Copy out every record below without changing a single character.

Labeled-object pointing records
## BEGIN

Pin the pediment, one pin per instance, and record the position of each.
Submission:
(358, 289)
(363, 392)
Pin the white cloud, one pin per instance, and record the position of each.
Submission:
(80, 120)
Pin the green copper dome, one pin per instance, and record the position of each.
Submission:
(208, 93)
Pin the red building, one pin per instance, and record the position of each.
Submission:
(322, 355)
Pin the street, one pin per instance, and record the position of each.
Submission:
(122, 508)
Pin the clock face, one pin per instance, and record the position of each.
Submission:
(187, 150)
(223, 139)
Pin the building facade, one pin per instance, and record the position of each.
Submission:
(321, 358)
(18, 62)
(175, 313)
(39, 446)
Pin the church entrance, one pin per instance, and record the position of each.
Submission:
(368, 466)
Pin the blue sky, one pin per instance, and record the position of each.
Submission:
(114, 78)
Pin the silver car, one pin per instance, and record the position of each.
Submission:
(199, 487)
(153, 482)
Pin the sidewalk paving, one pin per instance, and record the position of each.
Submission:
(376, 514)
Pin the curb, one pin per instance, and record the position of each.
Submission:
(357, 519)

## END

**RESULT BELOW**
Pin the pediment, one pin per instance, and record the position of each.
Submission:
(358, 289)
(363, 392)
Pin the white cloud, one pin per instance, and record the position of each.
Submission:
(80, 120)
Pin the green copper dome, one pin per instance, and record the position of each.
Submission:
(208, 93)
Pin the red building, one pin per instance, and record the position of each.
Submission:
(322, 355)
Pin the street, one pin per instance, and record the position of each.
Submission:
(122, 508)
Pin the clock face, one pin per instance, and record the position of each.
Submission:
(187, 150)
(223, 139)
Pin the building facade, one pin per instance, and record the position of each.
Submission:
(321, 358)
(18, 62)
(175, 313)
(39, 446)
Pin the church entrance, one pin per instance, and record the position of each.
Submission:
(368, 466)
Pin the blue sky, one pin per instance, and record the position of each.
Submission:
(114, 78)
Pin the silver car, one pin per instance, and record the position of each.
Submission:
(199, 487)
(153, 482)
Pin the sidewalk paving, one pin per instance, and record the position of each.
Submission:
(376, 514)
Pin the curb, one pin per instance, and record the position of each.
Submission:
(357, 519)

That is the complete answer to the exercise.